[Trabajo requerido]
a) Responde, según el fragmento sobre la democracia:
(i) ¿Qué deja las elecciones en papel mojado?
(ii) ¿Qué es lo peor, más allá de la desposesión sistemática de los logros del pasado?
(iii) ¿Tras qué ley se escudan los gobiernos?
b) Por favor, convierte en una lista breve el párrafo del fragmento sobre la democracia que empieza con "Todas estas políticas serían legítimas", sin perder sus datos principales.
c) Prolonga el fragmento sobre la democracia a partir del punto en que se detiene.

Todas estas políticas serían legítimas de haber sido debatidas y pactadas los ciudadanos con las instituciones de la democracia. Si es cierto que no hay recursos con los que mantener determinados bienes y servicios, lógico es que las instituciones y los ciudadanos decidan, conjuntamente, cómo proceder: disminuyendo la provisión de bienes y servicios, aumentando los recursos, escogiendo dónde aplicar el recorte o la nueva fuente de ingreso.
Este diálogo no ha tenido lugar, y por ello los ciudadanos están siendo desposeídos del estado del bienestar.
No ha lugar referirse a las elecciones como punto donde tuvo lugar el diálogo entre instituciones y ciudadanos: la violación masiva y sistemática de las promesas y programas electorales dejan las elecciones en papel mojado. Jamás se vio un contrato roto por tantos sitios y de forma tan reiterada.
Pero lo peor no es la desposesión sistemática de los logros del pasado. Lo peor es la desposesión de los derechos democráticos en sí mismos, del acceso a una democracia plena y de calidad.
Los ciudadanos han sido desposeídos de su acceso al poder ejecutivo. Gobiernos que, además de romper promesas y programas, se escudan tras una Ley de Transparencia redactada para el s.XX, que en el fondo jamás se quiso redactar. Unos gobiernos que toman decisiones — a lo mejor necesarias — pero ya no sin consultar, sino sin tan solo explicar o fundamentar.

Algunos registros
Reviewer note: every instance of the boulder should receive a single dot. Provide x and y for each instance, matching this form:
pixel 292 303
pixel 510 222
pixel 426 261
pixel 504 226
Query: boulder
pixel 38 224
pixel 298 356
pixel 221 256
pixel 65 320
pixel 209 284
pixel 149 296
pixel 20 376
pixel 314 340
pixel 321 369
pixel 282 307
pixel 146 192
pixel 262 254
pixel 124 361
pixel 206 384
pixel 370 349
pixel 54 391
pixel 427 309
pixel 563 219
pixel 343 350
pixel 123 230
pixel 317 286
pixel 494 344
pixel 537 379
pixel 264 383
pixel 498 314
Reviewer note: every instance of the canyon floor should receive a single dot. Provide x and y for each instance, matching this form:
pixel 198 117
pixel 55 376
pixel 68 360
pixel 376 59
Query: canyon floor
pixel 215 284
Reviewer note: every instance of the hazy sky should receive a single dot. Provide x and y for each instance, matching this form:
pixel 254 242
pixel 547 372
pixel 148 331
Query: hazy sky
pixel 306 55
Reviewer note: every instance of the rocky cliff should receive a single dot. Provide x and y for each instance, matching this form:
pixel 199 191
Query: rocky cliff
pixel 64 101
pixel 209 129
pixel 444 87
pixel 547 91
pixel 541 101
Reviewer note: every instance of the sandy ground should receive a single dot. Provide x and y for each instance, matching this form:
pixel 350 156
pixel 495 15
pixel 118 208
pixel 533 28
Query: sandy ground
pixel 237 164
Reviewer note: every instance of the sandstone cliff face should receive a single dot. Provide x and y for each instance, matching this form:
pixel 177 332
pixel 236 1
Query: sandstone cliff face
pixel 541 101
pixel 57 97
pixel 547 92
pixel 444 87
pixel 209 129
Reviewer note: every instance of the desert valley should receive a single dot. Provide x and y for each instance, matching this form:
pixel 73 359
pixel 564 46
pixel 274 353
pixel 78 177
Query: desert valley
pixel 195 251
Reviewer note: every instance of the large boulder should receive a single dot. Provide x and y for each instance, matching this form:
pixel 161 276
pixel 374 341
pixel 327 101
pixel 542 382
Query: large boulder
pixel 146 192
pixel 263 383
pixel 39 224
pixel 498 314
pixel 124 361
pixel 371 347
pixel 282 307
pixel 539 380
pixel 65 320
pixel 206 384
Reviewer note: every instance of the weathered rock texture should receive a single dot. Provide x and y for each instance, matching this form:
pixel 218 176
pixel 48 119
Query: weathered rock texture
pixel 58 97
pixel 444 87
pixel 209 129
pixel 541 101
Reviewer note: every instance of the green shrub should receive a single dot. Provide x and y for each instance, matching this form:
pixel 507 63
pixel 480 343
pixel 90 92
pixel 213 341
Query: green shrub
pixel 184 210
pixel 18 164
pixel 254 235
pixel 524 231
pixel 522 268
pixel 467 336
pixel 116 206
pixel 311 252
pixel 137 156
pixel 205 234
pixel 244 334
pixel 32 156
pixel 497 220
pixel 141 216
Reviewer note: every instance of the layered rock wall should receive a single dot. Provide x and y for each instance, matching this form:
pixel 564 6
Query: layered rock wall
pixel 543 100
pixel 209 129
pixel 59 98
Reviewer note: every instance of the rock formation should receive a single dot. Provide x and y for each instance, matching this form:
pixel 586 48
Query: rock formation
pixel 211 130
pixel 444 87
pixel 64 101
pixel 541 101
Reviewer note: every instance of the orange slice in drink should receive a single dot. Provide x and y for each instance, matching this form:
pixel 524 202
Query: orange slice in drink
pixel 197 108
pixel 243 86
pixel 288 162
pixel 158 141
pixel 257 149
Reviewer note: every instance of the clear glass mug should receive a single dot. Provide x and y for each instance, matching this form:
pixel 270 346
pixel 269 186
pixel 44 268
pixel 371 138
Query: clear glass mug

[Resultados obtenidos]
a)
(i) La violación masiva y sistemática de las promesas y programas electorales.
(ii) La desposesión de los derechos democráticos en sí mismos, del acceso a una democracia plena y de calidad.
(iii) Tras una Ley de Transparencia redactada para el s.XX.

b)
- Las políticas serían legítimas si los ciudadanos y las instituciones democráticas las hubieran debatido y pactado.
- Si faltan recursos para mantener ciertos bienes y servicios, instituciones y ciudadanos deberían decidir juntos cómo proceder:
  - disminuyendo la provisión de bienes y servicios,
  - aumentando los recursos,
  - escogiendo dónde aplicar el recorte o la nueva fuente de ingreso.

c)
Los ciudadanos han sido desposeídos de su acceso al poder legislativo. Parlamentos a los que únicamente se puede acceder a través de la opaca, arcana, inexpugnable maquinaria del partido. Partido que utiliza la cooptación y el vasallaje para construir sus listas, expulsando a su paso talento y pensamiento crítico. Partido o partidos que están corrompidos hasta el tuétano, por financiación ilegal o por soborno, con cientos de imputados y condenados a lo largo y ancho del estado, con independencia del color político y el nivel de administración, de la estatal hasta la local.
Los ciudadanos han sido desposeídos de su acceso al poder judicial. Un poder judicial diseñado por el sistema de partidos. Un poder judicial que se utiliza para tumbar las leyes que se perdieron en el parlamento, o para tumbar las informaciones que se perdieron en los medios. Un poder judicial que es ninguneado por los indultos del ejecutivo. Un poder judicial lento, ineficaz y privatizado que es más arma arrojadiza de un bullying cualquiera que no herramienta de justicia social.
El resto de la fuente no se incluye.